— Begin Dataset extract —

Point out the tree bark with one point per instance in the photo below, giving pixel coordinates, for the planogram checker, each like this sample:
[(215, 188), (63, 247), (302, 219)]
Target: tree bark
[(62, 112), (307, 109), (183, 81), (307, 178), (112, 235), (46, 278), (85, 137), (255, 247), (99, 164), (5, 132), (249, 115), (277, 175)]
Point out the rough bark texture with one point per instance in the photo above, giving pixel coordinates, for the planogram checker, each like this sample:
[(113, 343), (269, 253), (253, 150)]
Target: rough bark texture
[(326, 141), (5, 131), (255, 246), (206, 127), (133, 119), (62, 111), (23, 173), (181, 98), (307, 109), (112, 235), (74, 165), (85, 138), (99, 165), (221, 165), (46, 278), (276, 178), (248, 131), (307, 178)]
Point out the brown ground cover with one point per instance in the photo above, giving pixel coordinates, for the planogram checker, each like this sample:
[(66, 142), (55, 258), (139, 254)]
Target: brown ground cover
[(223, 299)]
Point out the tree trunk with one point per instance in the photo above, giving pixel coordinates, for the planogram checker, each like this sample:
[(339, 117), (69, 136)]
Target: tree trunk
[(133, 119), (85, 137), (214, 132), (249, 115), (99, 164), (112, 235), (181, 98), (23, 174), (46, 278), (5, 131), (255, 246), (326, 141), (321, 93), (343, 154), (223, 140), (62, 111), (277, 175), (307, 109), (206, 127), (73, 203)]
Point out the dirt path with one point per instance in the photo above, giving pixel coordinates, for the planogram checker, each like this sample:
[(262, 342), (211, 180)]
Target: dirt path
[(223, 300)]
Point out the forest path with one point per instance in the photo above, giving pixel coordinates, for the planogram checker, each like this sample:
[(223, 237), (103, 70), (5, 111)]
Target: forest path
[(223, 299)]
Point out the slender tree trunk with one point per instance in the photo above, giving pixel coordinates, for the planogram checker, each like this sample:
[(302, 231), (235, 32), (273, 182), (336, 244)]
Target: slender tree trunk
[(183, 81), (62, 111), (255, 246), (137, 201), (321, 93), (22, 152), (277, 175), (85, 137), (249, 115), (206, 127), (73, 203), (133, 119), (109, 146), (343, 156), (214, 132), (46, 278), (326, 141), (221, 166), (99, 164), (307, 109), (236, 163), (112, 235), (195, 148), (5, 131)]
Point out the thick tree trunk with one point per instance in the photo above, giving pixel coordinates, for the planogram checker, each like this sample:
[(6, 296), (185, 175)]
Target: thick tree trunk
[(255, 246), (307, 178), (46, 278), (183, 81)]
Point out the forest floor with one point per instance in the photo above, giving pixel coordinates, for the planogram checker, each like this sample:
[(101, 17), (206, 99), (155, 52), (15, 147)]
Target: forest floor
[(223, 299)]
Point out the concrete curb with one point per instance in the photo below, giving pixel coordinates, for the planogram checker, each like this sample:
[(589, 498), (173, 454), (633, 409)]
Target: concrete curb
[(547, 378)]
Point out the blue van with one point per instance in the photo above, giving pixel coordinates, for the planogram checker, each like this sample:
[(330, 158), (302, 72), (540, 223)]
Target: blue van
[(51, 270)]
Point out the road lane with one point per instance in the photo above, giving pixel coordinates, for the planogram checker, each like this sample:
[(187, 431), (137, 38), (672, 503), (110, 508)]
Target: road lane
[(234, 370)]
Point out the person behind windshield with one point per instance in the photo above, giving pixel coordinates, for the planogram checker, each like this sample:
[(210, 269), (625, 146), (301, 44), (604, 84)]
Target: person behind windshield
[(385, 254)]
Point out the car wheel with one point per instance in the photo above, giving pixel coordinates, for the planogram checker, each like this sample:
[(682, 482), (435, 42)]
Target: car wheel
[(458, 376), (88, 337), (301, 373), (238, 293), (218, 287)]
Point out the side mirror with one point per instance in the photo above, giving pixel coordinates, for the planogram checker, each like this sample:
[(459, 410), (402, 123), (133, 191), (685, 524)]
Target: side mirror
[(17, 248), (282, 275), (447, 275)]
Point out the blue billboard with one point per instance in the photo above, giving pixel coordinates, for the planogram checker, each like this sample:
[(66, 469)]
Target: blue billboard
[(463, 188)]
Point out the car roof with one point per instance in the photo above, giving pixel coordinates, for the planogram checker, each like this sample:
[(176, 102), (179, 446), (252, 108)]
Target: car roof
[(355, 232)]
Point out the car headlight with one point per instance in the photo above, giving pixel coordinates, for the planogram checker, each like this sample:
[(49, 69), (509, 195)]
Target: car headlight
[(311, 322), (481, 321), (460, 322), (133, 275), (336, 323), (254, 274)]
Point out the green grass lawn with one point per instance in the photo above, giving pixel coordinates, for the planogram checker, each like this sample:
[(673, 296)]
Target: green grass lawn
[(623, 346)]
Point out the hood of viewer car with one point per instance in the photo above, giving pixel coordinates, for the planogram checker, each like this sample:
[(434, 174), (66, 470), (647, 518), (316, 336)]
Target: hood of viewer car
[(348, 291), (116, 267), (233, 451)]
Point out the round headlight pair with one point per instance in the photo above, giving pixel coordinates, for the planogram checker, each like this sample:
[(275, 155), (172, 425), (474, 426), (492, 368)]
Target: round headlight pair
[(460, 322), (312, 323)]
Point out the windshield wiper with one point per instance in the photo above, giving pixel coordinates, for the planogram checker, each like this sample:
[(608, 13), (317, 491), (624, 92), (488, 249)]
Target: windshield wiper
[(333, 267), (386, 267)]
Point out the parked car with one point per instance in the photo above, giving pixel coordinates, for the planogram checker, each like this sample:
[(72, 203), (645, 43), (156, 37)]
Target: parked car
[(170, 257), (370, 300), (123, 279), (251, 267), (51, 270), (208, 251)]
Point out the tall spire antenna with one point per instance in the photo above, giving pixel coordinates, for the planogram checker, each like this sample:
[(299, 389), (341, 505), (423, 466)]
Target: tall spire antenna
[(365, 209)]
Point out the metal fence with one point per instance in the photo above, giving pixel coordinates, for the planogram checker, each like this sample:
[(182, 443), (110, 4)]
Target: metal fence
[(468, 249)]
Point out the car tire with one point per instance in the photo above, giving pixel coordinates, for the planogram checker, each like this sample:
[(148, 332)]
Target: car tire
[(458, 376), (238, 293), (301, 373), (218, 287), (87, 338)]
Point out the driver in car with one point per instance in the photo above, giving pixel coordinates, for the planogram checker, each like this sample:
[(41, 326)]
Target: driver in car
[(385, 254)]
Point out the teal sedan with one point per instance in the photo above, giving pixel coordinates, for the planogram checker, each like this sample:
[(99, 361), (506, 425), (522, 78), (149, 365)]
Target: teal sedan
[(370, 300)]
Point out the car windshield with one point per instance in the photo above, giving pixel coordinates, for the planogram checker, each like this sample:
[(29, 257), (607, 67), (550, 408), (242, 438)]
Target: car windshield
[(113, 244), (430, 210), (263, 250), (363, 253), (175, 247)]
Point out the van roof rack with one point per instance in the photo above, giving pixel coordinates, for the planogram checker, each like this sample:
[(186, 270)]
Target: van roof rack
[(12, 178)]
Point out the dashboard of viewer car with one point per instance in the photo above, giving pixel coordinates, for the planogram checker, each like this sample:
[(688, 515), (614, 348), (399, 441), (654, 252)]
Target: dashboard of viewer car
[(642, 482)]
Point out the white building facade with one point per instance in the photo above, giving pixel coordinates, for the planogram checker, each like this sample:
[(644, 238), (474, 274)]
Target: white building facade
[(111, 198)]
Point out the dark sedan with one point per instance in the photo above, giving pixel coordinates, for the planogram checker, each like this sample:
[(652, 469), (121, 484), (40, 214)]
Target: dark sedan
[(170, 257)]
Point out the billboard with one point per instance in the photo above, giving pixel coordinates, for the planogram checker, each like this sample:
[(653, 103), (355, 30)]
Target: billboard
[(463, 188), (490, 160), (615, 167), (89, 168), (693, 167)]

— End Dataset extract —

* _What needs to be done_: Write out, unchanged, the part of the records that starts with the line containing "Point out the tree trunk" and ends with the line containing "[(223, 300)]", including both of those lines.

* _Exercise result_:
Point out the tree trunk with one point per instance in the photo above, giving pixel coordinates, for the planogram checker, each like this sample:
[(339, 117), (69, 136)]
Target: tree trunk
[(133, 119), (85, 137), (214, 132), (249, 115), (99, 164), (112, 235), (181, 98), (23, 174), (46, 278), (5, 131), (255, 246), (326, 141), (321, 93), (343, 154), (223, 140), (62, 111), (277, 175), (307, 109), (206, 127), (73, 203)]
Point out the dirt path with one point per instance in the photo above, giving pixel coordinates, for the planogram checker, each like this sample:
[(262, 342), (211, 180)]
Target: dirt path
[(223, 300)]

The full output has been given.